The Netherlands was represented by six-member group Teach-In, with the song "Ding-a-dong", at the 1975 Eurovision Song Contest, which took place in Stockholm on 22 March. Teach-In were chosen as the Dutch representatives at the national final on 26 February, and went on to win the 1975 contest for the Netherlands.

Before Eurovision

Nationaal Songfestival 1975 
The national final was held at the Jaarbeurs in Utrecht, hosted by Willem Duys. For the first time since 1970, the Dutch performer had not been preselected by broadcaster NOS, and the 1975 selection consisted of two stages. Firstly, each of the three participating acts performed a song and 5-member international jury voted for the best song; then the chosen song was performed by all three acts and a 100-member public jury voted for the act they wanted to perform it. Teach-In were chosen with over half of the public vote.

At Eurovision 
The free-language rule applied in 1975, so prior to the contest the song was translated into English as "Ding-a-dong" and performed in English at the final. On the night of the final Teach-In performed first in the running order, preceding Ireland. 1975 saw the introduction of the current Eurovision scoring system, and "Ding-a-dong" received six maximum 12 points votes from Israel, Malta, Norway, Spain, Sweden and the United Kingdom. At the close of voting it had received 152 points in total (with points from every other participating country), winning the contest by a 14-point margin over runners-up the United Kingdom. This was the Netherlands' fourth Eurovision victory. The Dutch jury awarded its 12 points to Luxembourg.

### REQUIRED WORK
In the text about the Netherlands at Eurovision 1975, why was the Dutch entry sung in English at the final? Answer in one to three sentences. The lines after this point are separate material and have nothing to do with the text about the Netherlands at Eurovision 1975.

### DATASET EXCERPT
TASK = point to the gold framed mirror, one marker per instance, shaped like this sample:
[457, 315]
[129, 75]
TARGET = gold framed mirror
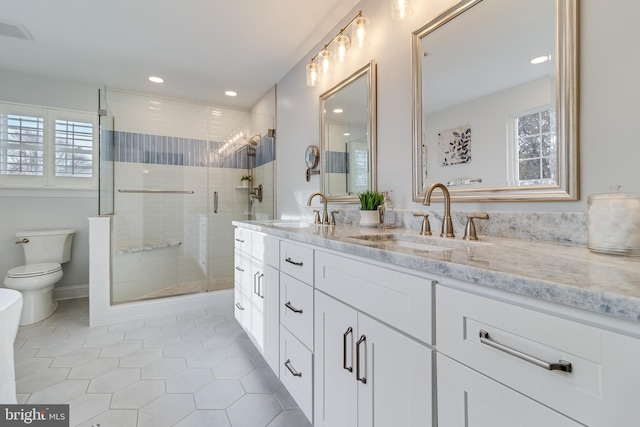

### COMPLETE RESPONSE
The free-language rule applied in 1975. Because of that, the song was translated into English as "Ding-a-dong" before the contest and performed in English at the final.